### WHAT THE TASK ASKS
Write a continuation of the article below on the world's most expensive seeds, starting right after its last sentence.

### TEXT UNDER STUDY
========

Seed Supply: 3 Most Expensive Seeds in the World
There’s no denying it: seed is becoming more expensive.
It may be because it’s a designer seed from a GMO, and the price covers how hearty and high-yield the product will be. Sometimes the seed is merely rare, or difficult to grow, or in such demand that the high prices are merely a function of the market.
Either way, there are seeds that will blow your price expectations out of the water. Here are a few of them.
Are Seeds the New Gold?
From a weight-to-value ratio, some of the most expensive seeds are actually more valuable than gold. Farmers are storing and hoarding the seeds they have, worried that the price could only keep rising.
With the cost of R&D for GMO seeds, production, and all of the unique traits inherent to it, the price is unfortunately passed on to the consumer. The seed supply has also dropped in many regions due to drought, which has driven the price up everywhere.
Check out some of these seeds that are priced sky-high.
1. Thompson & Morgan Pumpkin Seed
A pumpkin seed from the U.K. sold for over £1,250, which is roughly equivalent to $1,600 USD at the time of this writing.
This single 2-inch long seed came from a pumpkin that weighed over 2,000 pounds, and itself grew into a pumpkin over 1,300 pounds in weight. Pumpkin growing is a proud tradition in the U.K., and they take their enormous pumpkins quite seriously.

========

### DATA FOR REVIEW
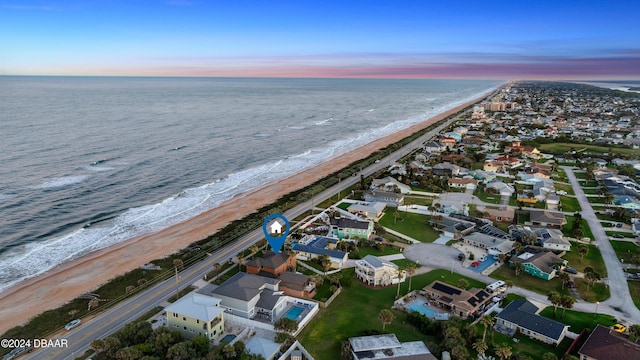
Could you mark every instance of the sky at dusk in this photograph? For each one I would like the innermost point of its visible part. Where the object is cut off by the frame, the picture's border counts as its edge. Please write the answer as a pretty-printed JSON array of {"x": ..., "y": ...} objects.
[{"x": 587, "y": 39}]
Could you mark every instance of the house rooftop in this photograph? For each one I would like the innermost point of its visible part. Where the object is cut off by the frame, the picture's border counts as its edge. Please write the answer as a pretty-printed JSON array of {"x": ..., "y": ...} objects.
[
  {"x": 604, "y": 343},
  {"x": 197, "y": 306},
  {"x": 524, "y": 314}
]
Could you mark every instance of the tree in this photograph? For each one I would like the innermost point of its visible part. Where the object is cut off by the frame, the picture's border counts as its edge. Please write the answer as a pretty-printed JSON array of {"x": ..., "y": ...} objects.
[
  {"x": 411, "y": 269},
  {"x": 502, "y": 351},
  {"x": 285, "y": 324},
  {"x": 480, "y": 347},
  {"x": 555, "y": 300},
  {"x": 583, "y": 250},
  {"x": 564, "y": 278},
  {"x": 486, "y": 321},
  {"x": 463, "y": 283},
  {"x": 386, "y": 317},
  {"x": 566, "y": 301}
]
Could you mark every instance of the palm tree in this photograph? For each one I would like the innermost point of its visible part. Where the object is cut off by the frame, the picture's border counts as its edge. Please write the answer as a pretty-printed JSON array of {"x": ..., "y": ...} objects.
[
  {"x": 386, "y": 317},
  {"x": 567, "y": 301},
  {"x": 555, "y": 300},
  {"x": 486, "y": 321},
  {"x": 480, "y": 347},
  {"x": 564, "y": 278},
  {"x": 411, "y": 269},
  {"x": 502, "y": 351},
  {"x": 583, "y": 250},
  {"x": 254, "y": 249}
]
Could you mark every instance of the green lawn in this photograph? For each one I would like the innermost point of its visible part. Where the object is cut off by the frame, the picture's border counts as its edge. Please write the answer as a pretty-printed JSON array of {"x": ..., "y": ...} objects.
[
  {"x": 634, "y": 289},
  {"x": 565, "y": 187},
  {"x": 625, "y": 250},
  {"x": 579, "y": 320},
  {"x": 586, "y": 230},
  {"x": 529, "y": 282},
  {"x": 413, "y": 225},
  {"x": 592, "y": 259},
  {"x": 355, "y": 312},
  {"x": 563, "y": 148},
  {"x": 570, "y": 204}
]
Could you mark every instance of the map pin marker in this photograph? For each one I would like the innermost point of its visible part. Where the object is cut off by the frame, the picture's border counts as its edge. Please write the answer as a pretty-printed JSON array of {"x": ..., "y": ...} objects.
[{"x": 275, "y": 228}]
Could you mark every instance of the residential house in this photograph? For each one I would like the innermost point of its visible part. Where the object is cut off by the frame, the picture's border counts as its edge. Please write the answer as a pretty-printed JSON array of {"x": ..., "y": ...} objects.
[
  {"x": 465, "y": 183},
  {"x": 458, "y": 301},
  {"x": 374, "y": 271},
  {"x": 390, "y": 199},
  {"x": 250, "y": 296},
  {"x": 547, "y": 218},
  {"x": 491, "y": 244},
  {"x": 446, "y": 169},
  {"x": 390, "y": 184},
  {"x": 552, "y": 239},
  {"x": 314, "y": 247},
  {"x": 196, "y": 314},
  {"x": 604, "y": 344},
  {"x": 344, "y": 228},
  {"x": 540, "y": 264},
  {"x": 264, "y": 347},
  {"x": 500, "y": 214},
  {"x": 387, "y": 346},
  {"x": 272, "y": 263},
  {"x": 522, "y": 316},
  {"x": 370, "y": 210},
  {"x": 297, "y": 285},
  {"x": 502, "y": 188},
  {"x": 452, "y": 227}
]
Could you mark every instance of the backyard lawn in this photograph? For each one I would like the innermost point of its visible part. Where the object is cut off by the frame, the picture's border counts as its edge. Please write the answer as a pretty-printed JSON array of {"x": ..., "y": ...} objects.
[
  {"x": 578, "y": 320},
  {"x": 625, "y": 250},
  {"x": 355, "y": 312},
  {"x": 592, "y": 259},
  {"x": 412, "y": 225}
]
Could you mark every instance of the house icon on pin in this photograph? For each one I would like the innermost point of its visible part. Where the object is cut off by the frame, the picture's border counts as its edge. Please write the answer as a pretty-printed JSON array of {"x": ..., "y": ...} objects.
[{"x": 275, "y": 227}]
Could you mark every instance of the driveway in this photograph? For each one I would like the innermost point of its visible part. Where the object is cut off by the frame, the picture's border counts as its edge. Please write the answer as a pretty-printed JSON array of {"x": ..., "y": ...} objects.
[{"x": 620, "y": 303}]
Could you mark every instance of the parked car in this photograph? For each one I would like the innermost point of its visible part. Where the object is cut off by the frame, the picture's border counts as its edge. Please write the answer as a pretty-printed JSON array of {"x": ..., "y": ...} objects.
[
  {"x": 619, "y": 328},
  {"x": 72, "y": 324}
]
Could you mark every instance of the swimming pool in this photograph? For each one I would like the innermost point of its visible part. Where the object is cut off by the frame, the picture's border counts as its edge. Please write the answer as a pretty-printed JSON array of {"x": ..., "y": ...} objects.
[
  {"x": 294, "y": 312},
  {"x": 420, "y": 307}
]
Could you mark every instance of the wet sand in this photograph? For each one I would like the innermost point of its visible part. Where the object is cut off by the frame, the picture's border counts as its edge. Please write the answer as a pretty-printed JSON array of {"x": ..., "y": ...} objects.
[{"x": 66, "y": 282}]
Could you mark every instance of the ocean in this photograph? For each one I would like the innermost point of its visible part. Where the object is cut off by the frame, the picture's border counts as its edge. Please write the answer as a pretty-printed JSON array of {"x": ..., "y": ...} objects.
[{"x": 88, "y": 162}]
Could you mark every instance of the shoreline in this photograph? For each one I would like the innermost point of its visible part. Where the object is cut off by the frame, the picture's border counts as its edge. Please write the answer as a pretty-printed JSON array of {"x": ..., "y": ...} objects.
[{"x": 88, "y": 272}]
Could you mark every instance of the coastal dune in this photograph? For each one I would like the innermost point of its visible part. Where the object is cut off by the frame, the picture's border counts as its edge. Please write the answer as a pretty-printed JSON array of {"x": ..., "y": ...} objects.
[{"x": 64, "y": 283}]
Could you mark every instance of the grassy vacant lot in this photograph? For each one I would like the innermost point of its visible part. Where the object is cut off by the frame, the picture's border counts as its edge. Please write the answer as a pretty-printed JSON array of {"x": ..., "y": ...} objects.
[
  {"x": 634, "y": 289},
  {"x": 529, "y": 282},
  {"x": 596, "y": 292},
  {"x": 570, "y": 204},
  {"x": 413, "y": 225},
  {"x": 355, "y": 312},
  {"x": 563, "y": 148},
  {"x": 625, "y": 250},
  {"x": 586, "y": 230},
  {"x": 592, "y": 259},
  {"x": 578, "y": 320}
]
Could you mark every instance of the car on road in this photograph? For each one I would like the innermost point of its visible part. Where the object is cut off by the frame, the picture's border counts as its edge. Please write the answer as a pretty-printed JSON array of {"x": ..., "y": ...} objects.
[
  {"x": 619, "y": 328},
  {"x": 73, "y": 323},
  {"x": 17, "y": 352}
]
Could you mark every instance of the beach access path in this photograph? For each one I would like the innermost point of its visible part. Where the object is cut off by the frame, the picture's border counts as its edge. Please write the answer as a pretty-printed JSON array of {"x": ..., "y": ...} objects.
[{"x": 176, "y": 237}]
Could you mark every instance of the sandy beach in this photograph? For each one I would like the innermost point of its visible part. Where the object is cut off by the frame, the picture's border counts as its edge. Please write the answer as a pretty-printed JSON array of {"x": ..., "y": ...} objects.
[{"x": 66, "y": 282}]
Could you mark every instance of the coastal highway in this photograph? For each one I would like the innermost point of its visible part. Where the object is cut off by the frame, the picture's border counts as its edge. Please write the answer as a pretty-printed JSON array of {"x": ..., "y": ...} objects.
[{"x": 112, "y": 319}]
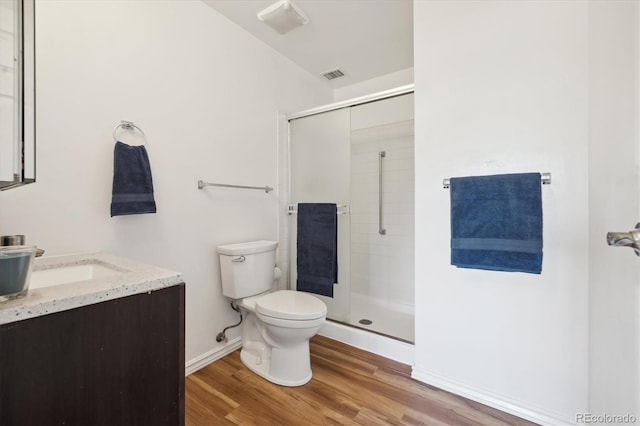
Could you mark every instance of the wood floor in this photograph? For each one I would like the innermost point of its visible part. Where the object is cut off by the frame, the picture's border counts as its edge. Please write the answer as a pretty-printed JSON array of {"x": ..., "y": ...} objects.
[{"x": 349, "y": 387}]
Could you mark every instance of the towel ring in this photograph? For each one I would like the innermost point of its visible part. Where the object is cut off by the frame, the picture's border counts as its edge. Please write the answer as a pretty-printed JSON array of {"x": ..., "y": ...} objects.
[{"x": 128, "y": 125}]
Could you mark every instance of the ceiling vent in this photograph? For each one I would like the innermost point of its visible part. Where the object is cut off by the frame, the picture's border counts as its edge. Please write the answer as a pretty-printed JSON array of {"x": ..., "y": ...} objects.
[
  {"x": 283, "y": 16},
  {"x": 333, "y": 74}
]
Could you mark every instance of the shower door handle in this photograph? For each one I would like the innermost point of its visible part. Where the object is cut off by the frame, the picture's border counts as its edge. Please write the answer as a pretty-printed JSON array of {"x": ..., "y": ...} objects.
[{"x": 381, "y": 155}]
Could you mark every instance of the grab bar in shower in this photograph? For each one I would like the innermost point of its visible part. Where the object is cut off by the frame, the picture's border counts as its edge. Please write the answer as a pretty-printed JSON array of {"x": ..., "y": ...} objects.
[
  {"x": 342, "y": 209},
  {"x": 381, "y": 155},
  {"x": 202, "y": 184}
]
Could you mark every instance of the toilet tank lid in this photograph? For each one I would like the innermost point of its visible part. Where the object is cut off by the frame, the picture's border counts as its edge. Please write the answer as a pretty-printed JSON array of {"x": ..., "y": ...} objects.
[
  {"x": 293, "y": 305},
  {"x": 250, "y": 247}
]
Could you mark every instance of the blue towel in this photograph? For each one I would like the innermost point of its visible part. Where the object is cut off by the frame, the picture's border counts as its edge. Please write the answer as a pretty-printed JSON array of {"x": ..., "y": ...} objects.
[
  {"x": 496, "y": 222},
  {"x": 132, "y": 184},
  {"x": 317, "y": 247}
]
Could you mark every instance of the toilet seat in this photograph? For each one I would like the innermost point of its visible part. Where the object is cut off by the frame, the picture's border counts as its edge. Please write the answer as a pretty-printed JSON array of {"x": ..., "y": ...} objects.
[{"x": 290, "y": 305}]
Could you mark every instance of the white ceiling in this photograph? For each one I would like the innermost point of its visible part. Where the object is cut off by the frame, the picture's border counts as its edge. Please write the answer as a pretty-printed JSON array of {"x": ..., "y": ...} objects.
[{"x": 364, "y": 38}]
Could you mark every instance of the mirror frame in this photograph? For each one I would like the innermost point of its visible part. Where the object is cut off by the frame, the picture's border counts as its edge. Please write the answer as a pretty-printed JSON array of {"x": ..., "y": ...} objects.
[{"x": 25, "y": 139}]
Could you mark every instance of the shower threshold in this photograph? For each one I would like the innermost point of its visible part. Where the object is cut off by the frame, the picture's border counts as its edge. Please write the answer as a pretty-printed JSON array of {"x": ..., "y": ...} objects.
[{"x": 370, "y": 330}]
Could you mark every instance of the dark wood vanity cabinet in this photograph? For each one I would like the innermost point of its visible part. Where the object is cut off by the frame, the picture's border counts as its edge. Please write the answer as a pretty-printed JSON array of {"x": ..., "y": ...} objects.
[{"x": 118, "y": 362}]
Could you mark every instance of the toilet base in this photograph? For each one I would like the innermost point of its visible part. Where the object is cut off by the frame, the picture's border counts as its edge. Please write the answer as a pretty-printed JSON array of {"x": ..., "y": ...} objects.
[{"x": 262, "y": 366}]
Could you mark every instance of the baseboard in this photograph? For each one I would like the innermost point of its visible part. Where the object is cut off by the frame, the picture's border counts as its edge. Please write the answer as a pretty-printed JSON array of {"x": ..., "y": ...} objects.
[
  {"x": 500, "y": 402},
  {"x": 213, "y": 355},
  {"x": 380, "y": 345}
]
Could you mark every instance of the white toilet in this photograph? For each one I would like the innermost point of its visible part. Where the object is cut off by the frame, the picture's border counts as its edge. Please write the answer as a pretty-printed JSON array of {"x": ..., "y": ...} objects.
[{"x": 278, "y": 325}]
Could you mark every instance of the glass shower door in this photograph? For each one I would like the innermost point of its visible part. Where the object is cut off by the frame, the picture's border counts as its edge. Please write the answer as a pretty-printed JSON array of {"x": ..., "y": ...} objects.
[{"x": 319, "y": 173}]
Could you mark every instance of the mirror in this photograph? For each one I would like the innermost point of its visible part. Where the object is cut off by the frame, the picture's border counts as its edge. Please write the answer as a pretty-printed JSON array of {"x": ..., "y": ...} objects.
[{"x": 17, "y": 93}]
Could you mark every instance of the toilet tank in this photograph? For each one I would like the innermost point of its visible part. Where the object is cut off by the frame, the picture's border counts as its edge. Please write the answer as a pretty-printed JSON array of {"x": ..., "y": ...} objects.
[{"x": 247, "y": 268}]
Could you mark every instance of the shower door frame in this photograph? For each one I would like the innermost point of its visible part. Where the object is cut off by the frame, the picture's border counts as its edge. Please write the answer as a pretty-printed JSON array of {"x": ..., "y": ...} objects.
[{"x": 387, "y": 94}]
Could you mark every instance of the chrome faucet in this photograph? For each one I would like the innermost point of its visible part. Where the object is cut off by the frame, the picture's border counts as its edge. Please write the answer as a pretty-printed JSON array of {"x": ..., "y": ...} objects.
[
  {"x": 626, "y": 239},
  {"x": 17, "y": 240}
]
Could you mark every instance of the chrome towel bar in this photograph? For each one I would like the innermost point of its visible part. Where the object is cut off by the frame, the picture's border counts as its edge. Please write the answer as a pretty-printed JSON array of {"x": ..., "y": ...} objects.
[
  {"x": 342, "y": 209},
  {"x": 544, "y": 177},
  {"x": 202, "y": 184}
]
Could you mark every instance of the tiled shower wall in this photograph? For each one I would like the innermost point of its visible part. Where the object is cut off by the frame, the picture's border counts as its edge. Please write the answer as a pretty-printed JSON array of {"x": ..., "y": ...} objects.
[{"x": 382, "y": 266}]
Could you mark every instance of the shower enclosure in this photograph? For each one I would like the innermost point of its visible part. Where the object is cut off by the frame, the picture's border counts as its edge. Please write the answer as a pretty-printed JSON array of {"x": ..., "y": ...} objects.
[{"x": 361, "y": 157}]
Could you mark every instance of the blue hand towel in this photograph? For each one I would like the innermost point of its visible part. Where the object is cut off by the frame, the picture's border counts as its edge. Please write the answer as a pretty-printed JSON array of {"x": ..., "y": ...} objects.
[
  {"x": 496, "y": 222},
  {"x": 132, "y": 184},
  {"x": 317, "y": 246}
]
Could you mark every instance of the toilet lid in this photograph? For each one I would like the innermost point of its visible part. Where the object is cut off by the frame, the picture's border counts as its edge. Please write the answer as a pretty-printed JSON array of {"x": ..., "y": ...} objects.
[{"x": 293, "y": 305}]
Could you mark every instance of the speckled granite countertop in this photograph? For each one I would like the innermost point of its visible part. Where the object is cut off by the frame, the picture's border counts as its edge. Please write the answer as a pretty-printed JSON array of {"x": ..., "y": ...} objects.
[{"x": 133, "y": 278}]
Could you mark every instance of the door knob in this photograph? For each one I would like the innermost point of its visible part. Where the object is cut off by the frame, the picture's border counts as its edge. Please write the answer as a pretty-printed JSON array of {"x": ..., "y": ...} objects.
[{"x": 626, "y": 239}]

========

### TASK RESPONSE
2. The Juliet Rose
The Juliet Rose is a pale pink flower, one that takes 15 years to harvest. The final price for the bloom itself has netted between $5 million and $16 million dollars.
The price comes from how rare the seeds are because of how difficult the rose itself is to grow.
3. Corn Seed
That’s right. The humble bag of seed corn, while not the most expensive seed in the world, is only rising in price because of drought, unique properties, and the increase of farmer-per-acre yield.
While many bags of seed corn have recently moved up to $300, it’s projected that a $500 bag of seed corn is not far off. Unless there is a change in either seed supply or the superior weather conditions to permit it, sowing an acre of corn could only be growing more and more expensive.
Seeds Are Priced High and Climbing Higher
The Millennium Seed Bank is an organization and a goal devoted to collecting the seeds from as many different species as humanly possible. When Prince Charles opened the Seed Bank, he called it a “gold reserve” and a “place where this reserve currency” is stored.
What else do you store in a vault but gold itself?
Between drought, changing weather, and genetically engineered plants, the cost of seeds has increased dramatically. Check out these high-priced seeds.